• Your objective
Transcribe, with complete accuracy, all of the entries below except for the pictures.

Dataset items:
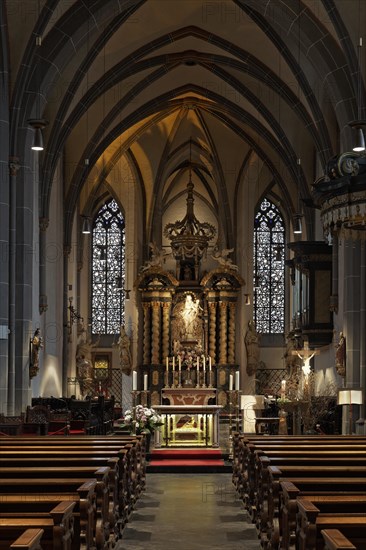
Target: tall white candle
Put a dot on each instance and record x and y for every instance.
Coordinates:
(237, 380)
(134, 381)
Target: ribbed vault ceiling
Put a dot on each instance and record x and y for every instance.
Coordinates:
(159, 88)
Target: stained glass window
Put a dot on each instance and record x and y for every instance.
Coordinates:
(269, 269)
(108, 270)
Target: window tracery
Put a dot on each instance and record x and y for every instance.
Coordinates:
(108, 270)
(269, 269)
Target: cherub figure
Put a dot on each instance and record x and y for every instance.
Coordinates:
(221, 256)
(158, 257)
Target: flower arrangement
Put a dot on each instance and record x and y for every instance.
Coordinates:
(141, 420)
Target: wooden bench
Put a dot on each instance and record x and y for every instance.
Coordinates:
(81, 491)
(331, 500)
(29, 540)
(313, 519)
(57, 526)
(269, 524)
(335, 540)
(130, 470)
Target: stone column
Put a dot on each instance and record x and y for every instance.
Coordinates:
(335, 259)
(351, 321)
(165, 336)
(155, 359)
(212, 331)
(147, 340)
(223, 333)
(231, 335)
(13, 170)
(43, 225)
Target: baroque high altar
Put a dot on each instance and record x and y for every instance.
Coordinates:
(189, 324)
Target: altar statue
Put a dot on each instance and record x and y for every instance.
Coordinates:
(341, 355)
(36, 346)
(190, 314)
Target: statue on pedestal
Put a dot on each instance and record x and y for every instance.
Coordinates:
(125, 356)
(252, 346)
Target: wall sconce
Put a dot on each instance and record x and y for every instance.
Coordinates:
(103, 252)
(359, 145)
(74, 315)
(86, 228)
(297, 224)
(38, 125)
(350, 397)
(278, 255)
(119, 288)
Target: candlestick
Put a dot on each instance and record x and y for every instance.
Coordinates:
(134, 381)
(237, 380)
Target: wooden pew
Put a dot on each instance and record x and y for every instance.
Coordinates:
(335, 540)
(311, 521)
(269, 525)
(331, 500)
(102, 526)
(130, 479)
(29, 540)
(81, 491)
(57, 526)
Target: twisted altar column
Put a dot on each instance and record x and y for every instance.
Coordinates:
(223, 334)
(155, 352)
(212, 331)
(165, 336)
(231, 335)
(147, 340)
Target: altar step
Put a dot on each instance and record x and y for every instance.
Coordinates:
(187, 461)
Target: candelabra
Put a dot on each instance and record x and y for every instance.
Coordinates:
(234, 411)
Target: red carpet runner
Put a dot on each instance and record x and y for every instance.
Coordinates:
(187, 460)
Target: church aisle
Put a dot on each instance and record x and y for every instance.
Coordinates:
(189, 512)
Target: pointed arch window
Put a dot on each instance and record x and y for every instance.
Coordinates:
(108, 270)
(269, 269)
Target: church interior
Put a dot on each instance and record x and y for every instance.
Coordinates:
(182, 228)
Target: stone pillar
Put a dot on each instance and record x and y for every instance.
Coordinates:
(223, 333)
(147, 328)
(335, 259)
(363, 326)
(13, 170)
(231, 335)
(165, 336)
(43, 224)
(212, 331)
(155, 353)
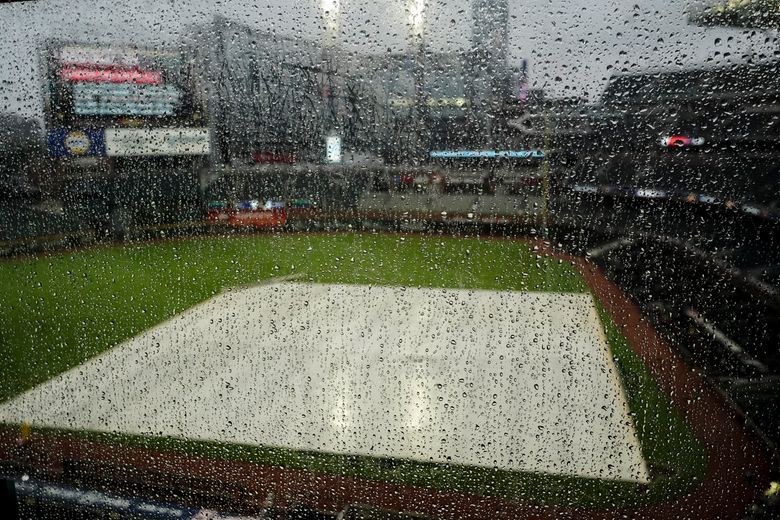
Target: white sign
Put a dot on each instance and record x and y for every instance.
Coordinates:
(79, 55)
(157, 141)
(333, 149)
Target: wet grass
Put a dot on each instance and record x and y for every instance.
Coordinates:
(56, 312)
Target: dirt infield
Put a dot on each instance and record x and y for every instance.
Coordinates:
(738, 463)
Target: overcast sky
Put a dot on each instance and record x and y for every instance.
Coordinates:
(572, 46)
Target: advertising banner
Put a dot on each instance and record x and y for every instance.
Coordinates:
(92, 56)
(110, 75)
(89, 142)
(124, 99)
(157, 141)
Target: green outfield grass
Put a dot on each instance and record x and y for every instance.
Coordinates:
(59, 311)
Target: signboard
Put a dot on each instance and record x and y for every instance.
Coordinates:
(92, 56)
(333, 149)
(157, 141)
(110, 75)
(486, 154)
(124, 99)
(76, 143)
(93, 86)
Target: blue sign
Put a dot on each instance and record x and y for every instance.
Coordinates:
(486, 154)
(89, 142)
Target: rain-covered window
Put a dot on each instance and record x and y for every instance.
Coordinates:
(389, 260)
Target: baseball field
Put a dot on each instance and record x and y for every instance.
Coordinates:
(482, 366)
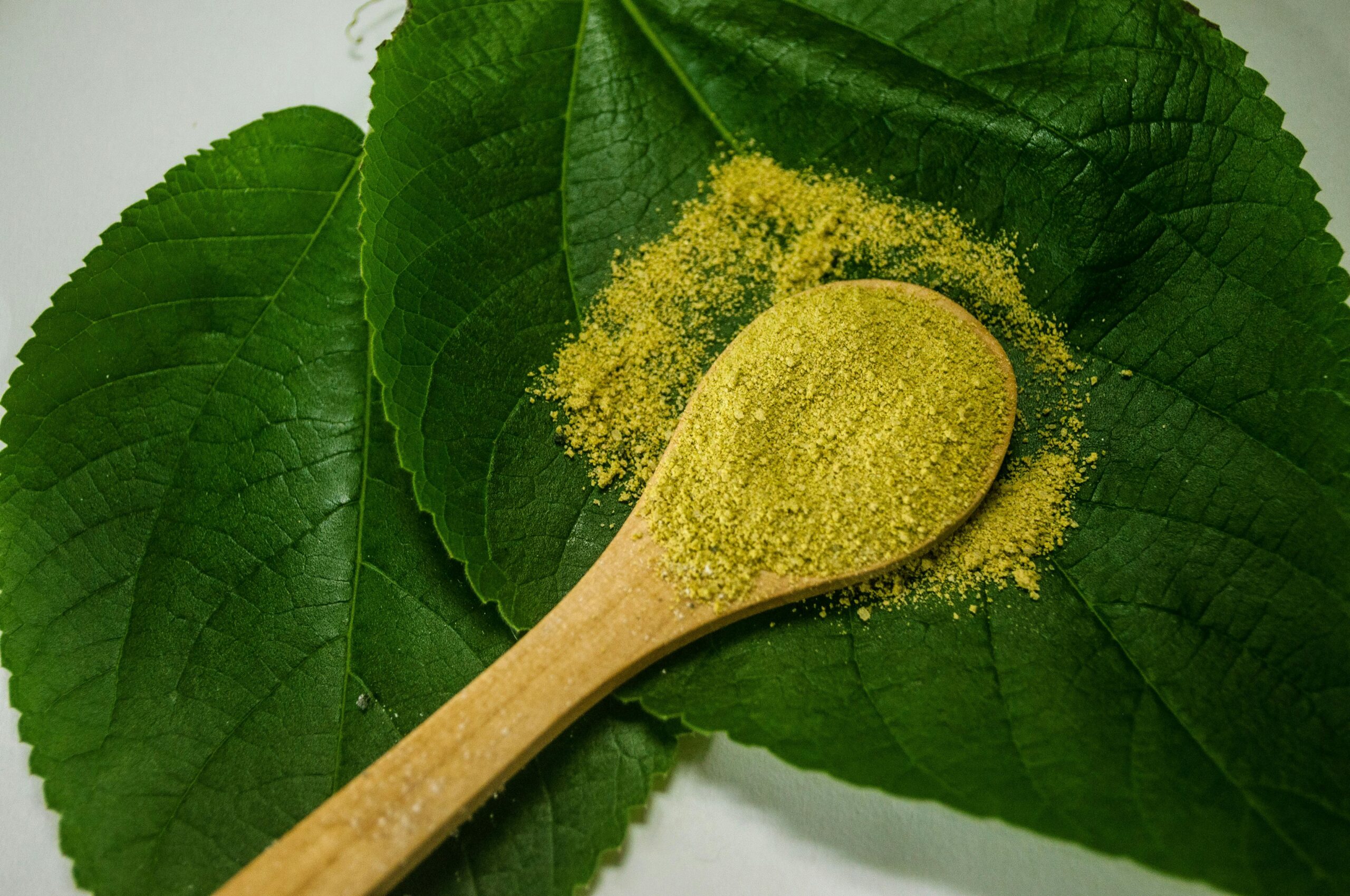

• Solution
Target: tall white candle
Put a dot on each instance and record x and y for every instance.
Coordinates:
(237, 380)
(134, 381)
Target: ribbed vault ceiling
Put a dot on each instance and record x and y for every instance.
Coordinates:
(159, 88)
Target: stained glass window
Put a dot on each instance and record x and y for every instance.
Coordinates:
(269, 269)
(108, 270)
Target: window tracery
Put a dot on each instance and record x and y for every instance.
Coordinates:
(108, 270)
(269, 269)
Target: cherub figure
Put a dot on each instance and record x and y for every instance.
Coordinates:
(221, 256)
(158, 257)
Target: flower arrangement
Put a dot on each instance and record x and y for every instance.
Coordinates:
(141, 420)
Target: wooden bench
Put a dot on each instance and record x and y for every instance.
Coordinates:
(81, 491)
(331, 500)
(29, 540)
(313, 519)
(57, 526)
(269, 524)
(335, 540)
(130, 470)
Target: stone column
Put a dot on each instance and record x and y for every instance.
Coordinates:
(335, 259)
(351, 321)
(165, 336)
(155, 359)
(212, 331)
(147, 340)
(223, 333)
(231, 335)
(13, 170)
(43, 225)
Target: baroque high altar
Put a dot on each instance and record x and y for every instance.
Coordinates:
(189, 324)
Target: altar statue
Put a dot on each instance and record x and y for every instance.
Coordinates:
(341, 355)
(36, 346)
(190, 314)
Target: statue on pedestal
Put a dot on each instance and record x and y for every instance.
Coordinates:
(125, 356)
(252, 346)
Target: wall sconce
Put a dot on each instance and record x and y for every instance.
Coordinates:
(103, 252)
(359, 145)
(74, 315)
(86, 228)
(297, 224)
(38, 125)
(350, 397)
(278, 255)
(119, 288)
Target: candlestick
Put a dot on each instance and record x and y for every instance.
Coordinates:
(134, 381)
(237, 380)
Target: wooden pew
Put a dot on each instance and record x and y for every instance.
Coordinates:
(335, 540)
(311, 521)
(269, 525)
(331, 500)
(102, 526)
(130, 479)
(29, 540)
(81, 491)
(57, 526)
Target: twisted altar column
Put a dot on each instance and record x and y for every instance.
Coordinates:
(223, 334)
(155, 352)
(212, 331)
(165, 336)
(231, 335)
(147, 340)
Target: altar step
Put a dot on each instance and record x and y for every instance.
Coordinates:
(187, 461)
Target: candelabra
Put a dot on each instance and record x and y for every instance.
Coordinates:
(234, 411)
Target: red carpet runner
Put a dot on each instance and record x and y for every instance.
Coordinates:
(187, 460)
Target: church aisle
Put a dot on each instance and record x and y for every instance.
Coordinates:
(189, 512)
Target: pointed arch window
Put a dot on each instance and record x and y for every instance.
Coordinates:
(108, 270)
(269, 269)
Target: church interior
Put a dot on each instance and record x and y for every instance.
Coordinates:
(182, 228)
Target: stone pillar
Put a dot on each instance and record x and y for every instance.
Coordinates:
(223, 333)
(147, 328)
(335, 259)
(363, 326)
(13, 170)
(231, 335)
(165, 336)
(43, 224)
(212, 331)
(155, 353)
Target: white sign
Put a dot on each instance and record x and y for every instance.
Coordinates:
(79, 55)
(157, 141)
(333, 149)
Target: wet grass
Put a dot on each instance and record x and y for every instance.
Coordinates:
(56, 312)
Target: dirt infield
Put a dot on each instance and record x and y for every instance.
Coordinates:
(738, 463)
Target: overcast sky
Put a dot on each instance and record x and y for every instance.
Coordinates:
(572, 46)
Target: advertising banner
Put a dot on each instance and record x and y for every instance.
Coordinates:
(92, 56)
(110, 75)
(89, 142)
(124, 99)
(157, 141)
Target: green outfield grass
Put a dot on each instance and record x and y for every instance.
Coordinates:
(59, 311)
Target: signboard
Put a dot on each instance and record x and y for every instance.
Coordinates:
(92, 56)
(333, 149)
(157, 141)
(110, 75)
(486, 154)
(124, 99)
(76, 143)
(93, 86)
Target: blue sign
Put a dot on each instance and record x and y for every instance.
Coordinates:
(486, 154)
(89, 142)
Target: rain-covered window
Put a dot on each instance and record x and y for every instance.
Coordinates:
(389, 260)
Target: baseball field
Put a dot on each instance and record x and y for every instance.
Coordinates:
(482, 366)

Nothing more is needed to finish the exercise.